◆ Exercises to complete:
1) Decide whether each statement below agrees with the passage on Sonag's conspiracy argument. Answer yes or no for (a), (b), and (c), and quote the deciding words of the passage. (a) Sonag argues that a solely-owned corporation cannot conspire at all. (b) Ganos argues that the court must then dismiss Count Fourteen against Sonag. (c) The argument is said to sound like the common-law defense of necessity.
2) Reproduce the passage on Sonag's conspiracy argument word for word, from "Sonag asserts that" up to and including "defense of impossibility.".

Sonag asserts that it is incapable of conspiring with Ganos. It also asserts that it is incapable of conspiring "with anyone else," arguing that only Ganos could conspire with someone else. Dkt. No. 96 at 26. Sonag reasons that a solely-owned corporation like Sonag isn't capable of conspiring—period. It argues that Sonag is Brian Ganos; Sonag couldn't agree to commit a crime if Brian Ganos didn't agree to do so; Brian Ganos would have to agree to commit a crime for Sonag to do so. Sonag maintains that because Sonag can't agree to commit a crime unless Ganos does, the court must dismiss the conspiracy counts against Sonag (and Ganos argues that once it does so, the court must dismiss Count Fourteen against Ganos, because he'd be the only defendant left and he can't conspire with himself). This argument sounds like an assertion of the common-law defense of impossibility.

◆ Dataset records:
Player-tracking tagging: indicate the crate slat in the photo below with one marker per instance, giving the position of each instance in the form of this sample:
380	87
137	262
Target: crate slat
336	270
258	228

◆ Expected outputs:
1)
(a) Yes: "Sonag reasons that a solely-owned corporation like Sonag isn't capable of conspiring—period."
(b) No: "the court must dismiss Count Fourteen against Ganos"
(c) No: "This argument sounds like an assertion of the common-law defense of impossibility."

2)
Sonag asserts that it is incapable of conspiring with Ganos. It also asserts that it is incapable of conspiring "with anyone else," arguing that only Ganos could conspire with someone else. Dkt. No. 96 at 26. Sonag reasons that a solely-owned corporation like Sonag isn't capable of conspiring—period. It argues that Sonag is Brian Ganos; Sonag couldn't agree to commit a crime if Brian Ganos didn't agree to do so; Brian Ganos would have to agree to commit a crime for Sonag to do so. Sonag maintains that because Sonag can't agree to commit a crime unless Ganos does, the court must dismiss the conspiracy counts against Sonag (and Ganos argues that once it does so, the court must dismiss Count Fourteen against Ganos, because he'd be the only defendant left and he can't conspire with himself). This argument sounds like an assertion of the common-law defense of impossibility.